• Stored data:
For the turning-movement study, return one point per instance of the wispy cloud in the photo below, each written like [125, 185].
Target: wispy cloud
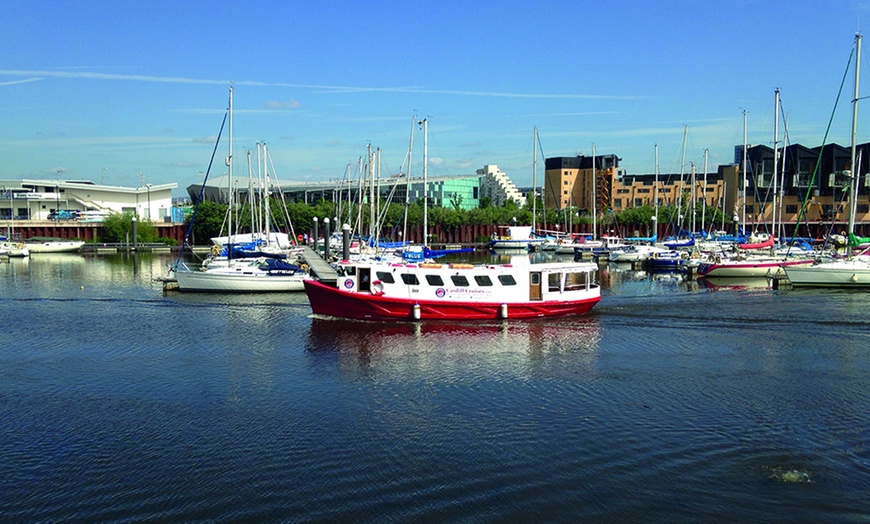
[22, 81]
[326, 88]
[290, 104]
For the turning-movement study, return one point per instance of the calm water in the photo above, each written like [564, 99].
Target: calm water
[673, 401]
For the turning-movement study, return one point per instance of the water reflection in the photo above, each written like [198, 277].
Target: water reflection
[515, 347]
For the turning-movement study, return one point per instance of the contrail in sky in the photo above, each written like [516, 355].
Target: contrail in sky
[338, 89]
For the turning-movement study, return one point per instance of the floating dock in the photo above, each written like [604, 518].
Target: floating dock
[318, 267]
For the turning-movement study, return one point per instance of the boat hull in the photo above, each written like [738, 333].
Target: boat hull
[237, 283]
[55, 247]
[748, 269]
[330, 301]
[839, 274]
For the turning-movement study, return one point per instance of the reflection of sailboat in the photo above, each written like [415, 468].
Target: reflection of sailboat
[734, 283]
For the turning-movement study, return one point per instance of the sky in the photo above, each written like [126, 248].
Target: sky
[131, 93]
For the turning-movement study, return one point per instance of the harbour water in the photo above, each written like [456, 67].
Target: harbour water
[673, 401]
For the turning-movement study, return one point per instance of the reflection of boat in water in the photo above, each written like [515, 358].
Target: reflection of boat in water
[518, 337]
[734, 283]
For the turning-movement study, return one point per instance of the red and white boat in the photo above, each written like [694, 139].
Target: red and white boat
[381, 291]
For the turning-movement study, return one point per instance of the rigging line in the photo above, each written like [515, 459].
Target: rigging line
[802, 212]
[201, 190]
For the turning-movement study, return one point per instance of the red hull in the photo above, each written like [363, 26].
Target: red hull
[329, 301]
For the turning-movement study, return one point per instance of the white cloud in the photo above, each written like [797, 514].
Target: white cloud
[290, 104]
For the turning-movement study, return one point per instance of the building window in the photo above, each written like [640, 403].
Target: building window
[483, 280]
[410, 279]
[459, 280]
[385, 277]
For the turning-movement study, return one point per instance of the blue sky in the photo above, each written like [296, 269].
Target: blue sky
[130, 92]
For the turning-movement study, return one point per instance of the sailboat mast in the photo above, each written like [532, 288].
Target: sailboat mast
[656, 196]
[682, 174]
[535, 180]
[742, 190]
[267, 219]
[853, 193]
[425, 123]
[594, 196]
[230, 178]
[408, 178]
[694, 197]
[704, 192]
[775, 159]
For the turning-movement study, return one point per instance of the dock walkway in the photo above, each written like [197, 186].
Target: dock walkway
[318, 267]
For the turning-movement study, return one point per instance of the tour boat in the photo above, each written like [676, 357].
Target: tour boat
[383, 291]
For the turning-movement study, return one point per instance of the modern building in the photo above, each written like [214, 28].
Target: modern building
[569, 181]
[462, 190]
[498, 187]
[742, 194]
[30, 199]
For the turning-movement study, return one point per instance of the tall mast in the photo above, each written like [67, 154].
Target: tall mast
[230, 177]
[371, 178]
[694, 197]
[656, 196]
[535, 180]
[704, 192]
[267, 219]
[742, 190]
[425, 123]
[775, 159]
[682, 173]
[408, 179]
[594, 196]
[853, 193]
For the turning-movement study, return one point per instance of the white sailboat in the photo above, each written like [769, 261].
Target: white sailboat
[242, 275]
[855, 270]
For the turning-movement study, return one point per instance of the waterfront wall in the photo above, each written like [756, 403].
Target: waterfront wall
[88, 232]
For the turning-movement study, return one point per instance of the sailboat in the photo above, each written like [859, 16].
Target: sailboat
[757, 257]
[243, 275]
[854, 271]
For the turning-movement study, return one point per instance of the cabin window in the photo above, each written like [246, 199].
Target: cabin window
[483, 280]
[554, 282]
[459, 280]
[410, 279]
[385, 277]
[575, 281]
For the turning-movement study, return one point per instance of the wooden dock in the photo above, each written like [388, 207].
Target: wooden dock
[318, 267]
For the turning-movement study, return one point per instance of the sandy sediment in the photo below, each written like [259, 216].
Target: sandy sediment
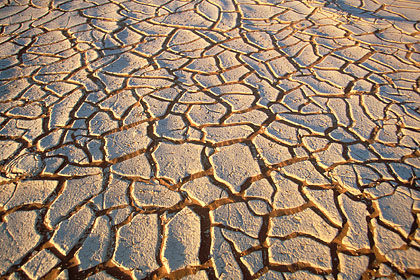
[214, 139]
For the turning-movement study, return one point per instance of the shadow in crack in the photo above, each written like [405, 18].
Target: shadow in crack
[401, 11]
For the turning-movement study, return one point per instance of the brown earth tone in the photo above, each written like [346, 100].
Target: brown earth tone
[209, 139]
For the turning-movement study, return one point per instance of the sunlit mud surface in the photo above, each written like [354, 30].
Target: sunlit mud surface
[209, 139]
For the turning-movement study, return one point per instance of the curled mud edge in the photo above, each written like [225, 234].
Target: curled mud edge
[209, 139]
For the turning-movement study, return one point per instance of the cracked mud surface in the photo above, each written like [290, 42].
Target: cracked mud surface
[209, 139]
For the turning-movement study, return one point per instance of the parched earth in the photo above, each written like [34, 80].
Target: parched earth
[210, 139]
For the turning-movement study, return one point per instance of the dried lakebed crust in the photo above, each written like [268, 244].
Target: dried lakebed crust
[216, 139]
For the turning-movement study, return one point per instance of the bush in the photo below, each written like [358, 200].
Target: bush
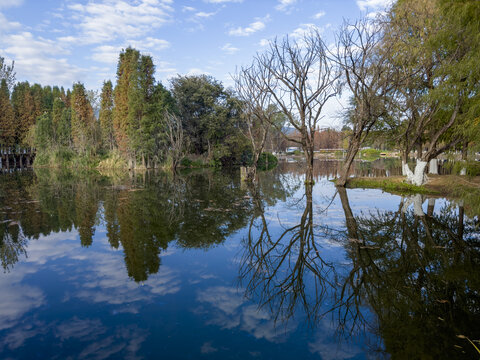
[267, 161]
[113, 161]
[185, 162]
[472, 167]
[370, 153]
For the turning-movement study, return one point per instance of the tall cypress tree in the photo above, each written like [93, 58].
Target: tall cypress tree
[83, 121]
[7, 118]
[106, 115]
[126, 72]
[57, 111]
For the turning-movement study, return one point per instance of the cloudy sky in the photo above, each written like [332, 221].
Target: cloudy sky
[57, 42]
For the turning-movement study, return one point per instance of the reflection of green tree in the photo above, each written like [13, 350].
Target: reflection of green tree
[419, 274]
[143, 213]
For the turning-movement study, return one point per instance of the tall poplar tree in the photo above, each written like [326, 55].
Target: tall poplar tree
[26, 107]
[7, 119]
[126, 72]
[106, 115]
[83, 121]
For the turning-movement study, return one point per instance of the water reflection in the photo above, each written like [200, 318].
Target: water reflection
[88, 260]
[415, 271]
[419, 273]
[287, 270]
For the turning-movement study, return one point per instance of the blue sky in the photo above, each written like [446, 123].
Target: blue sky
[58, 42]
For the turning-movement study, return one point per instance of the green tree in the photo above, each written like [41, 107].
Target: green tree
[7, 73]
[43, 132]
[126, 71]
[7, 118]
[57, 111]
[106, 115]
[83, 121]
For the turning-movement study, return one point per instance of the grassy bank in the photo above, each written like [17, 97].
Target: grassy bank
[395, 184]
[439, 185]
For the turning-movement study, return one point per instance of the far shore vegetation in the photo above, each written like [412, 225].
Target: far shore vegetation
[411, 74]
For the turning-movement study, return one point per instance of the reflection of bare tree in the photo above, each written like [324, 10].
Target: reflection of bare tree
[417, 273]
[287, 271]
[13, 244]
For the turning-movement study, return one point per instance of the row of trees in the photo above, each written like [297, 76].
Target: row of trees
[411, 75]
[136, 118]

...

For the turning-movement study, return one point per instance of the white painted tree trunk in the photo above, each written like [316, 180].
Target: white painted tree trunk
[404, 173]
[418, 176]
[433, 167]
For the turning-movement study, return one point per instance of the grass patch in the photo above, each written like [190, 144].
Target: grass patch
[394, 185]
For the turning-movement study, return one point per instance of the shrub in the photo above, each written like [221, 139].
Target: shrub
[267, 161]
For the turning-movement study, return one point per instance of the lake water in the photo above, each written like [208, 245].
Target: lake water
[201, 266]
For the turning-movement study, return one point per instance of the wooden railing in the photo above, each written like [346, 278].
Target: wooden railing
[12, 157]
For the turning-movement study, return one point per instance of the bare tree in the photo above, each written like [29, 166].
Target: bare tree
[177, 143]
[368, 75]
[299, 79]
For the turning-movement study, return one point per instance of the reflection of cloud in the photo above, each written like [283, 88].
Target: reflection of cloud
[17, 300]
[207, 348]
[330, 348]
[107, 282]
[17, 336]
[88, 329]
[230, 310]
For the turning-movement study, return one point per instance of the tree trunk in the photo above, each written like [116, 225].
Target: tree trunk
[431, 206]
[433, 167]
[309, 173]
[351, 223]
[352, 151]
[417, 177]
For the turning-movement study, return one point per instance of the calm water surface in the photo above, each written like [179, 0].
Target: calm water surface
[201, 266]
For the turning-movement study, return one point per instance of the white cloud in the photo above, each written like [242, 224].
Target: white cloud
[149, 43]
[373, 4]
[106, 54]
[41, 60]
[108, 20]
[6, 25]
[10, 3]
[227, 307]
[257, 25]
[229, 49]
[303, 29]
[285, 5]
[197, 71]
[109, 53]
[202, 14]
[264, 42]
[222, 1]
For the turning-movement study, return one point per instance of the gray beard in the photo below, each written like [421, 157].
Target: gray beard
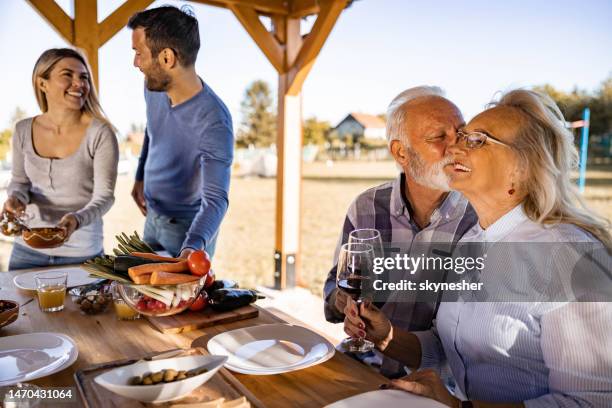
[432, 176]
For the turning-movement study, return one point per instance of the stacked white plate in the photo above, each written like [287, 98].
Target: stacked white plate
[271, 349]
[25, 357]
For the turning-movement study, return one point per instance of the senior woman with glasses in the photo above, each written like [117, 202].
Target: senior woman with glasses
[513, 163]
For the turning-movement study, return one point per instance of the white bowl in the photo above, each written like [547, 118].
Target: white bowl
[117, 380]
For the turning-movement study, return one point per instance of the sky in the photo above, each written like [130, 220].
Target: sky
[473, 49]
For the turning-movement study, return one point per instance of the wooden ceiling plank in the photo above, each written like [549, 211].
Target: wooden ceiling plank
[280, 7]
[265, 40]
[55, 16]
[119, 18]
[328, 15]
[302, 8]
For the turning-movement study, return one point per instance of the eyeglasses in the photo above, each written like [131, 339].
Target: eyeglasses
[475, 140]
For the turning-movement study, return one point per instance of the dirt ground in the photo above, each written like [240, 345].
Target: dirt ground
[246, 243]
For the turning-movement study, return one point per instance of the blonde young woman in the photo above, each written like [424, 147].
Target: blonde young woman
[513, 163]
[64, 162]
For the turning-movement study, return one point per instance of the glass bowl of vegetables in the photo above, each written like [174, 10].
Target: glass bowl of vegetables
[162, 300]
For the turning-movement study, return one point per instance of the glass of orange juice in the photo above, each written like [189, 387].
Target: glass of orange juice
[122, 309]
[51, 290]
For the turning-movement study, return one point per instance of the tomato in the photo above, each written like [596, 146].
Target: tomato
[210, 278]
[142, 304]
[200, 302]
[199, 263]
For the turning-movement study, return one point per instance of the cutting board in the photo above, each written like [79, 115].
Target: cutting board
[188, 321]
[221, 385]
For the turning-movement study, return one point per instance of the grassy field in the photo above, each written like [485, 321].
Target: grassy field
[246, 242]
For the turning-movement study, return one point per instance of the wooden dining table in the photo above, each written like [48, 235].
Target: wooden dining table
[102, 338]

• What is being asked: As the answer, set down only the lines from the data above between the one holding "like [126, 248]." and the one holding "like [640, 403].", inclusive, exactly as they read.

• Result of this task:
For the turning-movement study, return one point per instance of the sky in the photo above, each written like [126, 248].
Target: sky
[131, 93]
For the turning-movement study, return one point per instance of the harbour water in the photo above, each written like [456, 67].
Target: harbour water
[673, 401]
For the turning-movement study, return one point per instance of the reflection of boat in water in the photo above, each written like [515, 358].
Target: reflection of boat in water
[518, 337]
[734, 283]
For the turning-movement study, return one point per instance of the red and white boat in the photo above, each written like [694, 139].
Target: red and white boat
[381, 291]
For the turning-movement study, return one point per instance of the rigging line in the photo above, each written like [515, 459].
Target: rigging line
[802, 212]
[201, 190]
For the turning-movement study, return one point per instance of the red hull in the photo above, each written like [363, 26].
Target: red hull
[329, 301]
For the turning-movement study, return one point per instance of the white cloud in the photo above, each written like [797, 514].
Target: white cloud
[290, 104]
For the turning-movement study, return one point per instance of the building window in the photo above, each written like [640, 403].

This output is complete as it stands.